Votre tâche
Dites par oui ou par non si chaque affirmation concorde avec l'article sur la déclaration des intellectuels du Sud. Veuillez appuyer chaque réponse sur les mots décisifs de l'article, cités fidèlement.
1. La déclaration est signée par huit personnalités.
2. Le plaidoyer des signataires tient en six pages.
3. La Région du Sud est la région natale de Paul Biya.

Texte à lire
....
Actualités of Wednesday, 18 June 2025
Source: www.camerounweb.com
En cette période charnière de l'histoire politique camerounaise, à l'approche de l'élection présidentielle d'octobre 2025, une déclaration citoyenne poignante émanant des intellectuels et leaders de la Région du Sud interpelle la nation tout entière. Ce manifeste, signé par huit personnalités éminentes dont le Dr Appollinaire Legrand OKO et le Pr Jean Calvin ABA'A OYONO, constitue un cri du cœur pour le changement après 43 ans de règne de Paul Biya.
Dans un plaidoyer articulé en quatre pages, les signataires dressent un bilan sans concession du "règne sans partage" du président sortant sur sa région natale, dénonçant avec force les conditions de vie dégradées, les infrastructures en ruine et les manipulations politiques qui auraient maintenu la population sudiste dans la pauvreté et la soumission. Le document révèle notamment :
L'état désastreux des routes et l'absence d'électricité dans certaines localités depuis l'indépendance
La collusion des élites locales avec un système de prédation et de fraude électorale
La répression systématique des voix dissidentes originaires du Sud
Le mythe entretenu d'une adhésion inconditionnelle des Sudistes au régime Biya
Plus qu'une simple dénonciation, cette déclaration se veut un appel à l'action pour les populations du Sud, les exhortant à "prendre leur destin en main" lors du scrutin à venir. Les signataires proposent une alternative claire : rompre avec la passité pour embrasser le changement par les urnes, seul moyen selon eux de mettre fin à "cette humiliante éducation de la servitude".
DECLARATION A L'ADRESSE DES POPULATIONS DE LA REGION DU SUD.
« Embarquons résolument dans le train du bonheur !
Nous vivons un moment politique décisif pour l'ensemble du pays et singulièrement pour la Région du Sud. Car, depuis 43 ans, Monsieur Paul BIYA règne sans partage sur le Cameroun et l'ancienne province du Centre/Sud, devenue province du Sud, puis Région du sud, sa région natale, laquelle fait l'objet de toute sorte de préjugés, de mensonges et de fantasmes.
....
Données fournies
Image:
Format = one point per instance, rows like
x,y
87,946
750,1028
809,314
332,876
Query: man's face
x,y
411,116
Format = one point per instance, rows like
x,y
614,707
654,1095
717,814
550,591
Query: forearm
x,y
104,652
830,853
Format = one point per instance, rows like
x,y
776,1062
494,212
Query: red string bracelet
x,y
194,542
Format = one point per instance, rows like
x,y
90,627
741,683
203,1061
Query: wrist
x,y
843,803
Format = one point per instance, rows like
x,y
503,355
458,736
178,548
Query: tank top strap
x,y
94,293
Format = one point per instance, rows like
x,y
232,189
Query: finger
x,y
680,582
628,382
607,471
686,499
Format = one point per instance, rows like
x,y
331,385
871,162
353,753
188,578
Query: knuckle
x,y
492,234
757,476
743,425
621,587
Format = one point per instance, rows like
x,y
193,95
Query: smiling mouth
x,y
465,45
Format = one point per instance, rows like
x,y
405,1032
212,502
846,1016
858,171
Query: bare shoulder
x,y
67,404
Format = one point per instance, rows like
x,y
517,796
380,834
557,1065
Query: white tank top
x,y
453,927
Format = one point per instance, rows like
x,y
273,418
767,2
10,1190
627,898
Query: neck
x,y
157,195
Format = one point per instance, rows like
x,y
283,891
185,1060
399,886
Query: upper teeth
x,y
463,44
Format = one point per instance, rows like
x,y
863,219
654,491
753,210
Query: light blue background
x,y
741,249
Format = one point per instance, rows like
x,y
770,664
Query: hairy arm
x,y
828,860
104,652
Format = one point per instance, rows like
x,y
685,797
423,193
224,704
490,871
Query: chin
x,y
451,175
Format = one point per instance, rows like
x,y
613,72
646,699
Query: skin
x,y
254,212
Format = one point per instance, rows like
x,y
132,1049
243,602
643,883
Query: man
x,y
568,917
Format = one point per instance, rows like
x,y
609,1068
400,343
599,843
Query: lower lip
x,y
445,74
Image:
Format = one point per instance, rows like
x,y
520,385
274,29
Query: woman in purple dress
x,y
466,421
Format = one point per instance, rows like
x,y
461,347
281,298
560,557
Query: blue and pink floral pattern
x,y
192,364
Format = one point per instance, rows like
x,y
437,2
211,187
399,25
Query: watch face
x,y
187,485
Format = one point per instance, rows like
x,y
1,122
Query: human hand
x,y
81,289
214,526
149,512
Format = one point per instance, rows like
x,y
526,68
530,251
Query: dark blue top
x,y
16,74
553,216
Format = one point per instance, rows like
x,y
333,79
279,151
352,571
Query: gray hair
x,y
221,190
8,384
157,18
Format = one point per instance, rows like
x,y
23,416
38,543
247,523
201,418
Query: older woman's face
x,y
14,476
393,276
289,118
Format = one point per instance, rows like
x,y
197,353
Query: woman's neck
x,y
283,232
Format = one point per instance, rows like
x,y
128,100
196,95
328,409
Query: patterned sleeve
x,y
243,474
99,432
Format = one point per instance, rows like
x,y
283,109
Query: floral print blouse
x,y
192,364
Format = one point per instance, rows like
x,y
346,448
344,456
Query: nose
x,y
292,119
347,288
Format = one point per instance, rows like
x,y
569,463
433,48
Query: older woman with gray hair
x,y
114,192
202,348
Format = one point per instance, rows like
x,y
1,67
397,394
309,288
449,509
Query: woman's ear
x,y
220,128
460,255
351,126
....
Réponse correcte
1. Oui : « signé par huit personnalités éminentes »
2. Non : « Dans un plaidoyer articulé en quatre pages »
3. Oui : « du président sortant sur sa région natale »